Passage to read:

Born in Yorkshire, Blakey grew up in the Lake District where she took ballet lessons in “a little shed in a car park”. Professional pirouetting was all she ever wanted to do, her sights trained on the Royal Ballet, but in the sixth form, her career stalled when she was diagnosed with anorexia.

“You can’t deny the stress the body goes under in strict dance training,” she says. “I wanted to be a dancer, whatever it took. And the thing about anorexia is that you want to be anorexic. You don’t want to just be thin, you want to be as ill as you can. In ballet, it’s so serious. It’s changing, but the anorexia is massive … This super skinny, super [form] is what ballet is … That’s a perverse [pressure] on the body. On the female body.”

Blakey wasn’t allowed to dance during the six months she spent in the hospital, which she says was “the biggest incentive for me to get well”. After she got better, however, she pinged from one unsuccessful ballet audition to the next and, devastated, “stopped dancing for a year or more”. It was her discovery of contemporary dance that changed everything. She joined the youth company at Ludus Dance in Lancashire, “run by these really cool hippies”. Blakey says their less rigid approach was a “liberating experience, where my body was enough, in whatever form”.

Eventually, Blakey got a place on Roehampton University’s dance course. She soon found herself dancing in a music video for the Charlatans, but she didn’t consider choreography until 2012, when she was asked to create a video for Jessie Ware: “I was finally like, ‘Oh wow, this is who I am.’”

Now Blakey is one of the go-to choreographers for anything from alternative pop to the weirder reaches of electronic music (Some Greater Class is soundtracked by Gwilym Gold and Darkstar). She also has a sideline in teaching two-left-footed rock musicians simply how to move. One former client is Coldplay frontman, Chris Martin. Was that a challenge? “He does a lot of yoga, so his body-mind connection is really strong!” she says. The lessons led to her working on the band’s video for Adventure of a Lifetime and Blakey being able to add “choreographing Coldplay as some disco-dancing CGI chimps” to her CV. 

Blakey is keen to make dance more accessible. She tends to bypass traditional dance venues, having previously shown her work at art galleries, festivals and even in a live stream on Boiler Room. “We need to be reaching out to people, and not be so intimidating,” she says.

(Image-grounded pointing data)
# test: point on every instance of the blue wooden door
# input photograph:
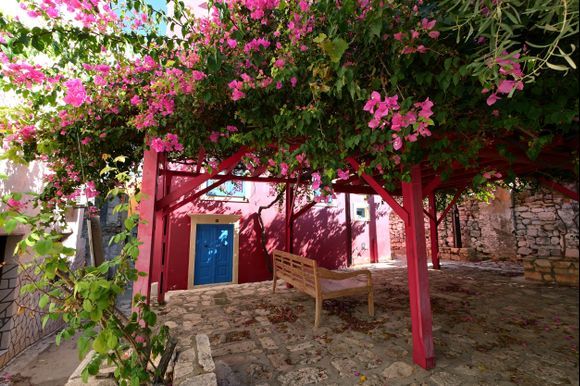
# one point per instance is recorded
(214, 253)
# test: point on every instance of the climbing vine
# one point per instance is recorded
(301, 84)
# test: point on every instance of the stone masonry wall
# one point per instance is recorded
(20, 319)
(547, 236)
(538, 227)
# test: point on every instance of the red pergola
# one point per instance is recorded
(159, 202)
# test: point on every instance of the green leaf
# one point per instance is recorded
(335, 48)
(557, 67)
(376, 27)
(43, 247)
(43, 301)
(100, 343)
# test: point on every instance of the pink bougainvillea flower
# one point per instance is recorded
(135, 100)
(158, 145)
(15, 204)
(76, 94)
(425, 106)
(434, 34)
(492, 99)
(198, 75)
(232, 43)
(372, 102)
(214, 136)
(399, 36)
(428, 24)
(91, 190)
(293, 81)
(343, 174)
(316, 181)
(397, 142)
(284, 168)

Task list:
a - In the profile of the choreographer Blakey, why does she describe her time with the youth company at Ludus Dance as liberating? Answer in one to three sentences.
b - Pick up the profile of the choreographer Blakey after its last sentence and continue it.

Task-by-task outputs:
a - The company, run by people she calls "really cool hippies," took a less rigid approach than ballet. It gave her a place where her body was enough, in whatever form.

b -
Some Greater Class is certainly not intimidating, but it is confrontational. It plays on what might be perceived as “sexy music video” language by taking it to the extreme: all-grinding, all-grunting, somewhere between arousing and grotesque. In one setup it looks as if a dancer is breastfeeding; another seems to be an act of foreplay. For the most part, she says of internet-consumed music videos, “how we see these things is from a heteronormative, overtly sexualised [perspective], often fetishising young women”.

Blakey says that she’s “interested in having that loud sexuality but in a truer form”. When her two female dancers do a steamy duet, “it’s about how ugly, how unsexy it is. We should be allowed to be all things as women: vulnerable, crazy, sexy, whatever we choose.” She points to Nicki Minaj’s bumtastic Anaconda video as an example of that in-yer-face sexuality that inspires shock and awe in equal measure. Similarly, perhaps, “what’s interesting about seeing that duet is how uncomfortable it can make people when they can’t close it down”.

And Blakey’s punk, 4 am vision of what contemporary dance can be is on the rise. “Young people aren’t obeying the rules anymore,” she says. “The system – of you go here, you train there, you work for a dance company – doesn’t work, unless you’re in that very small minority. So they are making their own work with their own aesthetic. They’re not listening to what they’ve been told.”